[WHAT TO DO]
Please rescale the entries below by copying every line, requests included, and multiplying each coordinate in the answers by 1.75, rounding to whole numbers with halves going up. Keep the requests and their sample outputs unchanged.

Dataset entries about object locations
- - -

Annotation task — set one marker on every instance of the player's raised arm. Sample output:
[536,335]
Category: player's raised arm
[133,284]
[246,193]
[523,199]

- - -

[RESULT BELOW]
Annotation task — set one marker on every instance of the player's raised arm. Sample output:
[536,335]
Category: player's raised arm
[233,497]
[431,338]
[915,348]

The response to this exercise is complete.